**Page text:**
========================================
After spending years studying the treatment of disabled people in World War II, English professor David Mitchell will take his class to Germany for the first time.
Mitchell, who is disabled, thought of the idea for the course eight years ago, when he gave lectures at the University of Frankfurt about his book on the Holocaust. Along with women’s studies professor Sharon Snyder, Mitchell spent that trip visiting World War II-era psychiatric hospitals, and they now hope to give students a similar experience.
Mitchell and Snyder will take about a dozen students to Germany this spring, making stops at the Berlin Holocaust memorial and a workshop for the disabled where blind people hid during the Holocaust.
The group will also go to Bernburg, Germany to see a psychiatric hospital where Nazis used a gas chamber to kill psychiatric patients during the war. Mitchell spotlighted the hospital in his 2002 film about the killings, called “World Without Bodies,” which also served as the basis for the course.
“I have felt compelled to keep open conversations about the history of eugenics as they serve as the basis of contemporary practices of exclusion,” Mitchell said.
Nearly 300,000 people with both physical and mental disabilities were killed during the Holocaust, mostly through a Nazi-run euthanasia program. This September, the German government completed a memorial in Berlin for the victims.
========================================
[Stored dataset entries]

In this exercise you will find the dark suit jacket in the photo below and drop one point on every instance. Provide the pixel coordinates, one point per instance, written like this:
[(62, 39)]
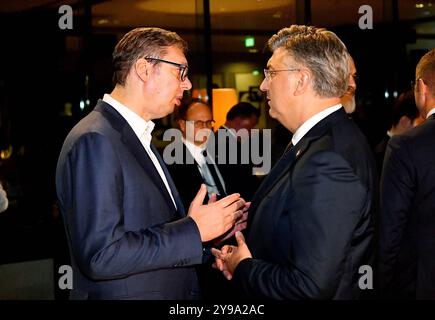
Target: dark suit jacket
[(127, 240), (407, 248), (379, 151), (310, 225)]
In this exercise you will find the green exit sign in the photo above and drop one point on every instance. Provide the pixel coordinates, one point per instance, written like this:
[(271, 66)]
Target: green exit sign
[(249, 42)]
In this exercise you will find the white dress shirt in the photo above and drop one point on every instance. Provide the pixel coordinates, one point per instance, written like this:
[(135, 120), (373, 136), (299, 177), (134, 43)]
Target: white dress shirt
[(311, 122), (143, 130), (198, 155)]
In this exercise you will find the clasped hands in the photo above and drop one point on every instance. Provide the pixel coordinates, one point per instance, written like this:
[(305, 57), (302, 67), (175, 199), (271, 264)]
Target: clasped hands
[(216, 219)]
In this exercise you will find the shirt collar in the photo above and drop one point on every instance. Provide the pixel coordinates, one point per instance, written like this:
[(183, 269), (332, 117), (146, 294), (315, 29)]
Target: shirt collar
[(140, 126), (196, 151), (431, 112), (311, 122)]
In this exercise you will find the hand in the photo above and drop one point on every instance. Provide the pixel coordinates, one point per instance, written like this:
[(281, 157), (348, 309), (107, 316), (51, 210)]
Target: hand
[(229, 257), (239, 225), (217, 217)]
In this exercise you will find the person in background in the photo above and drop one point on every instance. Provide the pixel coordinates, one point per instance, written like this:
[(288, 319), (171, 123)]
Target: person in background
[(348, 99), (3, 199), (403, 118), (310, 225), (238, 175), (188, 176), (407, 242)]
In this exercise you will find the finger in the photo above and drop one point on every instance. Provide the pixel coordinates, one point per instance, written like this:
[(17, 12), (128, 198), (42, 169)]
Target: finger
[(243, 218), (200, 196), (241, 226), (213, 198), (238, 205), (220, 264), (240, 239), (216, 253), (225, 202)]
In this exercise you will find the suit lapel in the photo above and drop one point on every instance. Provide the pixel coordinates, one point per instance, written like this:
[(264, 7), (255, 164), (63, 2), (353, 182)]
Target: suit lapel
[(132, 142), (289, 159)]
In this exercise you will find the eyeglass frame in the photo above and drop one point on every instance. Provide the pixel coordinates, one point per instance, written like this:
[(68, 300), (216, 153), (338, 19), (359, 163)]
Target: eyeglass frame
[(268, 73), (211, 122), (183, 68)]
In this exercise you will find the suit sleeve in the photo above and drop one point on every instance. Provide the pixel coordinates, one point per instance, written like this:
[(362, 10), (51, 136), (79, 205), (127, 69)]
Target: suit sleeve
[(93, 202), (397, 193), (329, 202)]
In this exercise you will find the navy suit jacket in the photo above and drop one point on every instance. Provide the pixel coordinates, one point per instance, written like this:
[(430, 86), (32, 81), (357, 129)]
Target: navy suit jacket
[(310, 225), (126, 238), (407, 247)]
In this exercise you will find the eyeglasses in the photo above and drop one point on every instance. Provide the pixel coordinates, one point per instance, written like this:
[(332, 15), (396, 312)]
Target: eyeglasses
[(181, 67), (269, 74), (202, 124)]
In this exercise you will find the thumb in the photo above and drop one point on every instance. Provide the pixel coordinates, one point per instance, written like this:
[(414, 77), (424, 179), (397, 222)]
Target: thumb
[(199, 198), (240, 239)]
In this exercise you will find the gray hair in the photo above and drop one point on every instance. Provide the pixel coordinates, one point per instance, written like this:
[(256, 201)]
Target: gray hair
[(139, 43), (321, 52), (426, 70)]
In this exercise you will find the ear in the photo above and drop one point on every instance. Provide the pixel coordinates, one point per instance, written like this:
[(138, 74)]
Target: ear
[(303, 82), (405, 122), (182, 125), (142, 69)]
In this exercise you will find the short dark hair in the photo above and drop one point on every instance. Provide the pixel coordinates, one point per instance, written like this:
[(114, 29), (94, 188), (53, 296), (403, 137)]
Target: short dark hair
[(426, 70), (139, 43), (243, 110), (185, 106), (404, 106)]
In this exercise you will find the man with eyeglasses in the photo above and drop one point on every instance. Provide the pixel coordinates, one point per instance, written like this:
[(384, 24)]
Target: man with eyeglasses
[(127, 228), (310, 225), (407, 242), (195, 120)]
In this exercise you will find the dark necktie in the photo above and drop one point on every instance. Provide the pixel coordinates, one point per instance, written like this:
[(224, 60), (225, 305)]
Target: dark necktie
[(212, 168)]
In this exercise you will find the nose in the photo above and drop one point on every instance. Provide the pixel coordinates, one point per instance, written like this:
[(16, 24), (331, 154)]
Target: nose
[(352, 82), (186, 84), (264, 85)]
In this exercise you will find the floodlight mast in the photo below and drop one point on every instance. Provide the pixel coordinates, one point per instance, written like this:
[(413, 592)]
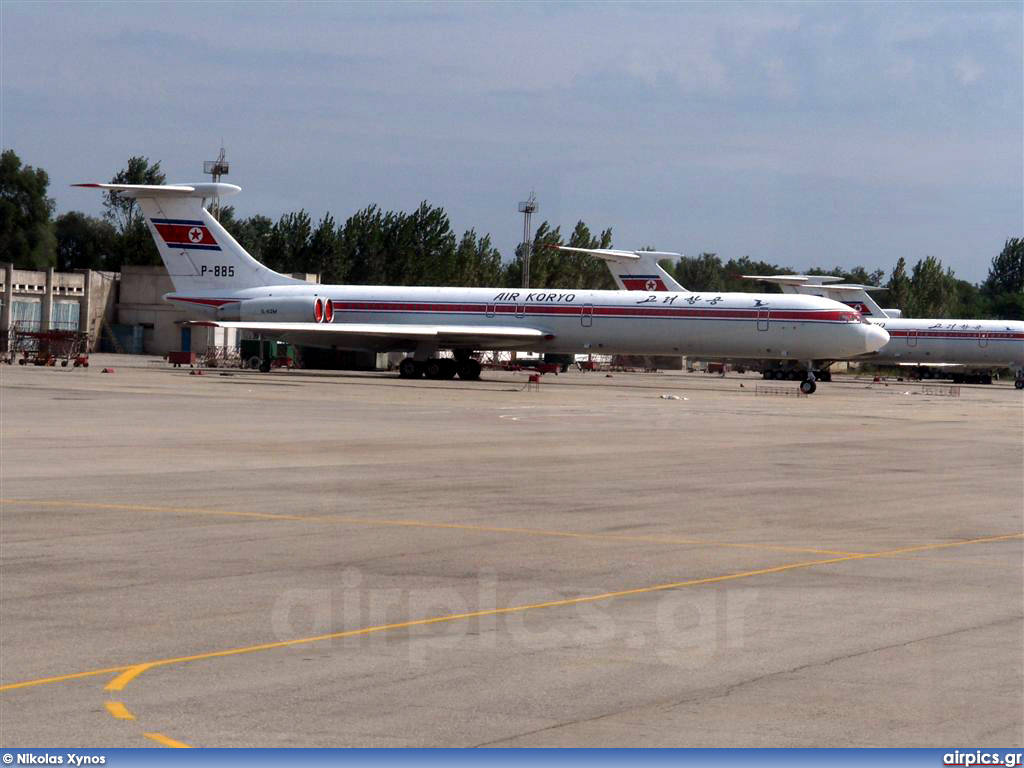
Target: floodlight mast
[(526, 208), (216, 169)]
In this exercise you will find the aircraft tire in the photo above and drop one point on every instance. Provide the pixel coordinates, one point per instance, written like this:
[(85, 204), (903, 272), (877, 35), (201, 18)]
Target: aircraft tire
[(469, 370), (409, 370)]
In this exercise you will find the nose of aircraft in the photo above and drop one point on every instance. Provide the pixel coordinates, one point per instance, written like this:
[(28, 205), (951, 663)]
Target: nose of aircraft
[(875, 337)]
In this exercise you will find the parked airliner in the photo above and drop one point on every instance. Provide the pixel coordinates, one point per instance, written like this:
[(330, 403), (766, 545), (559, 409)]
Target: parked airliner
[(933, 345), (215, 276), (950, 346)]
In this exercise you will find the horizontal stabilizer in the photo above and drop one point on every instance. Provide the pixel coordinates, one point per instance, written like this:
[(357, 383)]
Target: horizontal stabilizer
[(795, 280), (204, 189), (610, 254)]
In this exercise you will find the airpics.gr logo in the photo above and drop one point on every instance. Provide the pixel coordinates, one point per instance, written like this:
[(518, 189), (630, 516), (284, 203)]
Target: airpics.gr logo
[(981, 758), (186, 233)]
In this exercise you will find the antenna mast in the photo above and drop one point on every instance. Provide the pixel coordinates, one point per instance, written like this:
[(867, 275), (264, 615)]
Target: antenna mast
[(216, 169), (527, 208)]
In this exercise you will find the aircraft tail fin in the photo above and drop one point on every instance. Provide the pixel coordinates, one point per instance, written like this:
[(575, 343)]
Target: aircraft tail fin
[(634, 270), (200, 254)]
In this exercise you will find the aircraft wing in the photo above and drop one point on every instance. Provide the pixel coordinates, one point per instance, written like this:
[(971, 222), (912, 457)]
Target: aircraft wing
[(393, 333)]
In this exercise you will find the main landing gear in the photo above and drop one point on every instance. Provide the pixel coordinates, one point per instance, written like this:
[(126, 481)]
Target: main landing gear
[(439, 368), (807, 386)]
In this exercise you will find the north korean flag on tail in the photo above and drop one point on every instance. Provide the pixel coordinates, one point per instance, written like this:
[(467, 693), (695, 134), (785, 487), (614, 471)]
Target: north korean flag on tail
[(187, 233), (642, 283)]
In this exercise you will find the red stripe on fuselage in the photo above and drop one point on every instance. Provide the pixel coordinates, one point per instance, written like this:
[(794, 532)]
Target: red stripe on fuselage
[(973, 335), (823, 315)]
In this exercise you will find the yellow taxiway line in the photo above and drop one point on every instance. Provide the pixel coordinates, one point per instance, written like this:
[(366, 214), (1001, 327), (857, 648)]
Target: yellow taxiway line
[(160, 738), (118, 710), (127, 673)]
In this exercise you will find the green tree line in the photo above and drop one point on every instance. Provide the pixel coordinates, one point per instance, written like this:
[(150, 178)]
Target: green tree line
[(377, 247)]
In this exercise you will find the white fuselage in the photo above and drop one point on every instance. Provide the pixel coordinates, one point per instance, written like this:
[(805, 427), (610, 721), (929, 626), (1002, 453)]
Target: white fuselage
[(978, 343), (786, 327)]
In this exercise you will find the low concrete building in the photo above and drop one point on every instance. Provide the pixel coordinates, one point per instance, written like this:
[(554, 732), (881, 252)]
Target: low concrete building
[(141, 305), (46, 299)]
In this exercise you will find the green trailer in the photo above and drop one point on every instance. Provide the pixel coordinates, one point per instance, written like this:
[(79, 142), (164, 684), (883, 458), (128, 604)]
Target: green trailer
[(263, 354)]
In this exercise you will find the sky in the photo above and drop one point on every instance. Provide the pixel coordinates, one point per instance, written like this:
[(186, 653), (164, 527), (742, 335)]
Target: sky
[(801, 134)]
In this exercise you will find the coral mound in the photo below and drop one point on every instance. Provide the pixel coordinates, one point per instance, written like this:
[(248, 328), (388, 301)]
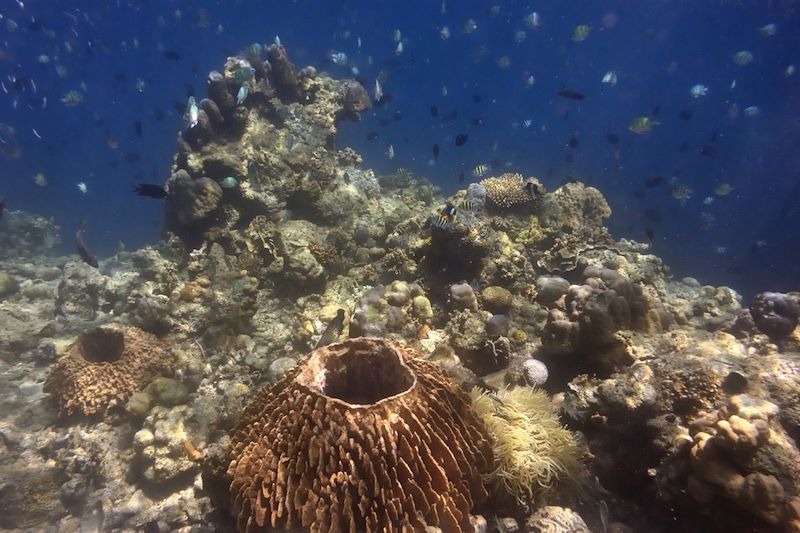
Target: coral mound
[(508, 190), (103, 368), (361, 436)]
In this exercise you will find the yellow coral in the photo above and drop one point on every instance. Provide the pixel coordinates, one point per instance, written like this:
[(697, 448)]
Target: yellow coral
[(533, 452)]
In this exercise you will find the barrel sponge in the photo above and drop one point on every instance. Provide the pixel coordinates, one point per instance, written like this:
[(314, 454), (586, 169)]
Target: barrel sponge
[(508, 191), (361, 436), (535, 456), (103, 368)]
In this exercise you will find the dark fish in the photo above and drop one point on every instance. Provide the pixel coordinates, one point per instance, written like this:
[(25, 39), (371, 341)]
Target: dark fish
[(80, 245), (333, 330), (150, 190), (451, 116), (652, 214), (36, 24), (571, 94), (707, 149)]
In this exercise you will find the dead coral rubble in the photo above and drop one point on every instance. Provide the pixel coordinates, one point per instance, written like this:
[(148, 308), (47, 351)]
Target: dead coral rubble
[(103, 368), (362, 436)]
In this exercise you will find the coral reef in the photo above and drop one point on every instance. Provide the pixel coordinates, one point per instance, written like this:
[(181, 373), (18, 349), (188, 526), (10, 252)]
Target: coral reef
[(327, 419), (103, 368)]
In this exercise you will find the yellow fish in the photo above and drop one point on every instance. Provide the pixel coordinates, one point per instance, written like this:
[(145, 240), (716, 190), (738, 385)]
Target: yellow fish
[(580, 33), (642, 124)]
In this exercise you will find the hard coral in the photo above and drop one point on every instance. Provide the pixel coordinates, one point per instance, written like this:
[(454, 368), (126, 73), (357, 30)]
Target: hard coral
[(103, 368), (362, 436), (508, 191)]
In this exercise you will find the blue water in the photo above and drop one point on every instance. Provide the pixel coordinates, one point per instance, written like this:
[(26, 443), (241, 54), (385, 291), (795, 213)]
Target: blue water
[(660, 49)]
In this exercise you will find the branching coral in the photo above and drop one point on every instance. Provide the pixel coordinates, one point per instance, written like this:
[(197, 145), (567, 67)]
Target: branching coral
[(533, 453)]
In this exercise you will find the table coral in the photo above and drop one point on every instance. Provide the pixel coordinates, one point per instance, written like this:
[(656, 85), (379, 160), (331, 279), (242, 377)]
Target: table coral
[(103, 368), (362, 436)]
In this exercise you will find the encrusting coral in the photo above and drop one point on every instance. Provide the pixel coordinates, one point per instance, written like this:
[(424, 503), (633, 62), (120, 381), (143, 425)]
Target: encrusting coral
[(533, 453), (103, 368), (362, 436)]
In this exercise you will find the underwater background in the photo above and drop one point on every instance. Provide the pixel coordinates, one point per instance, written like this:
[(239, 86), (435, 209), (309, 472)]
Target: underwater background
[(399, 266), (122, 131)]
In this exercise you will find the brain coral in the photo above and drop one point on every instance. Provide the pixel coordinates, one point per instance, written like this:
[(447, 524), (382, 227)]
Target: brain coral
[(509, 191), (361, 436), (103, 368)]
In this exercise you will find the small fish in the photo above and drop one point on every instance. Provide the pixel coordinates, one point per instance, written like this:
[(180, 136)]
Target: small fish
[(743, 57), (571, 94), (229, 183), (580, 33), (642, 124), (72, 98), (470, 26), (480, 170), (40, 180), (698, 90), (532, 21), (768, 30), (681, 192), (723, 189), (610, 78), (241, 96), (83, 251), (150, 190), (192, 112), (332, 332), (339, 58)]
========================================
**Things to do:**
#1 How would you render this sentence from the article on Mitchell's Germany course in Spanish: "This September, the German government completed a memorial in Berlin for the victims."
#2 What does the article on Mitchell's Germany course say between "Mitchell, who is" and "for the course.", inclusive? Extract that passage word for word.
#3 Can you continue the article on Mitchell's Germany course, picking up after its final sentence?

**Answers for the tasks:**
#1 Este septiembre, el gobierno alemán terminó un monumento conmemorativo en Berlín para las víctimas.

#2
Mitchell, who is disabled, thought of the idea for the course eight years ago, when he gave lectures at the University of Frankfurt about his book on the Holocaust. Along with women’s studies professor Sharon Snyder, Mitchell spent that trip visiting World War II-era psychiatric hospitals, and they now hope to give students a similar experience.
Mitchell and Snyder will take about a dozen students to Germany this spring, making stops at the Berlin Holocaust memorial and a workshop for the disabled where blind people hid during the Holocaust.
The group will also go to Bernburg, Germany to see a psychiatric hospital where Nazis used a gas chamber to kill psychiatric patients during the war. Mitchell spotlighted the hospital in his 2002 film about the killings, called “World Without Bodies,” which also served as the basis for the course.

#3
“Germany has been unlike most other countries in that they have been very open about having a public conversation about atrocities in the nations’ past and it’s erected a lot of memorials, museums and ways of commemorating victims of the Holocaust,” Mitchell said.
Mitchell said he plans to meet with disabled people in Germany so students can hear their stories. So far, about a dozen students have applied for the course, which is one of four Dean’s Scholar in Globalization programs that will take undergraduates abroad this spring.
Students have to complete an application and go through an interview process to be chosen, Mitchell said, and the course will cost about $4,000.
Other Dean’s Scholar courses this year include trips to Turkey and Italy. Mitchell said he hopes to create a presentation of the experience for the dean’s office after the course ends.
Before coming to GW, Mitchell founded the country’s first Ph.D. program in disability studies at the University of Illinois-Chicago in 2001. Mitchell worked at Temple University since 2008, directing the program in disabilities studies.
Professor Robert McRuer, chair of GW’s English department, called Mitchell’s course “a cutting-edge course in disability studies.”
“Hands-on experience means that students get a textured understanding of history and of geography,” McRuer said. “They are not simply visiting as tourists, but as scholars wanting a fuller understanding of the lives, histories, oppression and resistance of disabled people.”
Eight of GW’s 14 peer schools, including Boston, Duke, Emory and Northwestern universities offer courses in disabilities studies.
Michael Schwartz, an associate professor at Syracuse University, teaches in the school’s disabilities studies program – which was the first in the country when it was created in 1994.
Schwartz said he has taken his students on similar trips to Vietnam to learn about how disabled people’s experiences there. He called Mitchell a “respected voice” in the field of disabilities studies.
Schwartz said his great grandmother died in Auschwitz, and a visit to the site is on his “bucket list.”
“I’m very familiar with the history of the Holocaust, and I think Dr. Mitchell’s trip is a wonderful opportunity for the GW students,” Schwartz said.